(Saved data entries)
BEGIN

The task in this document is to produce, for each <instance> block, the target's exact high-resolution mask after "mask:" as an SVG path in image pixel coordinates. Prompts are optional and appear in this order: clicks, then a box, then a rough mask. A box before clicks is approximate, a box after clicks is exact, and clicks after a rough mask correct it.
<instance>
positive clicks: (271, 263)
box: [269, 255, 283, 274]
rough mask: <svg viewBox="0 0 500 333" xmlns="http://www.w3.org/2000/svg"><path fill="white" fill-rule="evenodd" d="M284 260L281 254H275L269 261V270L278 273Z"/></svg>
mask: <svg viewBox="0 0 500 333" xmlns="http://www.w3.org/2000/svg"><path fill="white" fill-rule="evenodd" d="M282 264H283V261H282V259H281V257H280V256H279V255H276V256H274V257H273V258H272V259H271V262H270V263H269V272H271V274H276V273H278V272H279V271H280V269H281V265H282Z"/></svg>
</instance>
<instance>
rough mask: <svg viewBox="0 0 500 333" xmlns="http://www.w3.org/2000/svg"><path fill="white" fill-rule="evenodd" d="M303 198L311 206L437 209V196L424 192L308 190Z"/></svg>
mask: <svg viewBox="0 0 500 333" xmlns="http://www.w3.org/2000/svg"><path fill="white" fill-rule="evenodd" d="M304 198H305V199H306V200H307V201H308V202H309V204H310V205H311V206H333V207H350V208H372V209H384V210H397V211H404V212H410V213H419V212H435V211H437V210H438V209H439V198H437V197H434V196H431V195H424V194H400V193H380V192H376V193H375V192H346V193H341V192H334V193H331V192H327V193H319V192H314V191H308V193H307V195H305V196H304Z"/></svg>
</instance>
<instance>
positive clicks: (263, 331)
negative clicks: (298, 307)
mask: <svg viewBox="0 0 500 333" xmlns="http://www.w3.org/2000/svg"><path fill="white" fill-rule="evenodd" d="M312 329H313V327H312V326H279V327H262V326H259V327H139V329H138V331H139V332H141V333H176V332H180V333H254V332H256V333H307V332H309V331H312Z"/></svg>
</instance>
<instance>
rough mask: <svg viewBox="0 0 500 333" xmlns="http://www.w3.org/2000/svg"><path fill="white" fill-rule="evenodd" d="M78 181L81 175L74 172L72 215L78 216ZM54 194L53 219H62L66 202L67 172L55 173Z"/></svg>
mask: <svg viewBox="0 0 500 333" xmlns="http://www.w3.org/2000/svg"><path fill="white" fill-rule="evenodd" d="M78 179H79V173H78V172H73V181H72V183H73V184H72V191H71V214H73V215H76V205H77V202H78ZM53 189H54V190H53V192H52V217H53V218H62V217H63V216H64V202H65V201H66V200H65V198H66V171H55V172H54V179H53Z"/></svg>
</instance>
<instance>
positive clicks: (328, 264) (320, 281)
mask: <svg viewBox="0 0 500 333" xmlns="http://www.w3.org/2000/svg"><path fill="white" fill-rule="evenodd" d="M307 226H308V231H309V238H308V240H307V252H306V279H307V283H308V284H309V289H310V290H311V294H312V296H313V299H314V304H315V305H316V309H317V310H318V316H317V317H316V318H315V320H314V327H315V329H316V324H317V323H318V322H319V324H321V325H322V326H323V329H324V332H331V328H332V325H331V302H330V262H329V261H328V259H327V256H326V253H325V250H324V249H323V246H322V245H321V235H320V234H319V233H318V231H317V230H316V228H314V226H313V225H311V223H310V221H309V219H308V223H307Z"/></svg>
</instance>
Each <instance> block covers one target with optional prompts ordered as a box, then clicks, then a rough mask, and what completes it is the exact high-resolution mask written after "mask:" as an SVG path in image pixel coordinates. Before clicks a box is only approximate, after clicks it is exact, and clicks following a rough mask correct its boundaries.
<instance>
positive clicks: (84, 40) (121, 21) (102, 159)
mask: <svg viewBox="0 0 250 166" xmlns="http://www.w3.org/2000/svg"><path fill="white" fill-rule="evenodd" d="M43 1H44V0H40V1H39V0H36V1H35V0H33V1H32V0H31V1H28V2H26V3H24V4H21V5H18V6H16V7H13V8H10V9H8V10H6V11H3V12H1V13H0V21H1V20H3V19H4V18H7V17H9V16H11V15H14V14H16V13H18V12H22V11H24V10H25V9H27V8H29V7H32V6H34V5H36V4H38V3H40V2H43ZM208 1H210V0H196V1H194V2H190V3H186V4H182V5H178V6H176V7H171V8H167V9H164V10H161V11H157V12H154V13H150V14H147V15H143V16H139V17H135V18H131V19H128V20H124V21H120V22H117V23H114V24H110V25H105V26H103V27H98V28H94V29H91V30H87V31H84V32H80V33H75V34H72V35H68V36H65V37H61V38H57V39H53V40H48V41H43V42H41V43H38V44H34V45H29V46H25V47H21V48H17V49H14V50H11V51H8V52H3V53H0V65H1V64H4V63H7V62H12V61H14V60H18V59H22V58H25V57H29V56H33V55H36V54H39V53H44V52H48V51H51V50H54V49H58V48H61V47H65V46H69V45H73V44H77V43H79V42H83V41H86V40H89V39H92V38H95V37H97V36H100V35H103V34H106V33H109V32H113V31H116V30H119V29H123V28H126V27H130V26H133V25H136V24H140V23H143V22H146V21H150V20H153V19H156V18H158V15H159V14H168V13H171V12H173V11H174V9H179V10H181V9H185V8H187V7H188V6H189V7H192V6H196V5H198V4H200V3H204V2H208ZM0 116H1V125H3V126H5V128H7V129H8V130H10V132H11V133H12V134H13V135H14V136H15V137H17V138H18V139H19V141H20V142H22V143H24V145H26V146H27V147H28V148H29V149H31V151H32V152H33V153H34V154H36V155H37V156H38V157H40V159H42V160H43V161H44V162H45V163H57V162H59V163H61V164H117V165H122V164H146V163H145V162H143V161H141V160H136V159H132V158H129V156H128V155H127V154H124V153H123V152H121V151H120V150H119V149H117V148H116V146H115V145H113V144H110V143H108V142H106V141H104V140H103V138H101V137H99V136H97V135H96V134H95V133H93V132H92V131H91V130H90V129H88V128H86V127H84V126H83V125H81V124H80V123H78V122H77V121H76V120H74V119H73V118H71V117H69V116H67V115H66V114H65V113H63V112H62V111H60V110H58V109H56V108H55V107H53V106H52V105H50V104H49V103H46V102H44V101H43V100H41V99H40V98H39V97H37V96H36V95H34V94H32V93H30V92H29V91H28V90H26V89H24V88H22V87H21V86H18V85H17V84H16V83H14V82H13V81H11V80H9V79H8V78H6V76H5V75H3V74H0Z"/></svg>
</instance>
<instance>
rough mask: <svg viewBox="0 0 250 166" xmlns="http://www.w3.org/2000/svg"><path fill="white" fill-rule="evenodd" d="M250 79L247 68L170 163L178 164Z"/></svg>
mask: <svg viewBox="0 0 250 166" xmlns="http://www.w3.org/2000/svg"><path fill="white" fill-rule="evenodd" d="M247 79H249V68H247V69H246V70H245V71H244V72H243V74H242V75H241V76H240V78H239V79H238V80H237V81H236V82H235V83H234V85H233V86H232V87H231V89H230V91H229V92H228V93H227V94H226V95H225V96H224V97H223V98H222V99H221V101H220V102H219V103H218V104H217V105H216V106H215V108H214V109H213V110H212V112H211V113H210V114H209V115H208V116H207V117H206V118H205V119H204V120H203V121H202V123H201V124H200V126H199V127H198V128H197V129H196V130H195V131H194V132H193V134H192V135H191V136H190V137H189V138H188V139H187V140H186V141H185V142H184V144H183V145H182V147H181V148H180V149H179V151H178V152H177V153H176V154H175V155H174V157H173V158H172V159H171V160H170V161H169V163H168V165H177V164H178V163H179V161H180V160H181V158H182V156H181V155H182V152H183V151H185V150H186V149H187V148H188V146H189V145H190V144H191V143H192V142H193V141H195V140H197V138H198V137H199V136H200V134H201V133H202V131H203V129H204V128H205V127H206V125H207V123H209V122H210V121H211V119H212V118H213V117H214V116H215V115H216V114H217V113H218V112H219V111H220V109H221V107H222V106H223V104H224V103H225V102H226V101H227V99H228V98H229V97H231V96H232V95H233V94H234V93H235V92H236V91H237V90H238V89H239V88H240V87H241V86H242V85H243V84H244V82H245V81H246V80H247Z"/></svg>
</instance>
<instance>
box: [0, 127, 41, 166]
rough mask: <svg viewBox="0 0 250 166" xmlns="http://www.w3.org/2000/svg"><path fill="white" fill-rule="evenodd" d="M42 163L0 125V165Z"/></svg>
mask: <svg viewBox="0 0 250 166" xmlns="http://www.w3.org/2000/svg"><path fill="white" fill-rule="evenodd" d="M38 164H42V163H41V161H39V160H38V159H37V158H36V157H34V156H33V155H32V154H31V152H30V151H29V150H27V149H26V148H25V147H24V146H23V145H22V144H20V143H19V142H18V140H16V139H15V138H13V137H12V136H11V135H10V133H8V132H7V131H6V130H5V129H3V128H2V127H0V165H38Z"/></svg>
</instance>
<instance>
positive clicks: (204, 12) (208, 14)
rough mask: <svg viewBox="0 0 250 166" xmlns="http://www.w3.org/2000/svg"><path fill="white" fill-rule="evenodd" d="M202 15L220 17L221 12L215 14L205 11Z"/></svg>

END

● **TO DO**:
Please retype the data exactly as it stands, from its first line down to the line that contains "box: [269, 255, 283, 274]", then stop.

● **TASK RESULT**:
The task in this document is to produce, for each <instance> block, the target's exact high-resolution mask after "mask:" as an SVG path in image pixel coordinates. Prompts are optional and appear in this order: clicks, then a box, then a rough mask. A box before clicks is approximate, a box after clicks is exact, and clicks after a rough mask correct it.
<instance>
positive clicks: (271, 263)
box: [269, 255, 283, 274]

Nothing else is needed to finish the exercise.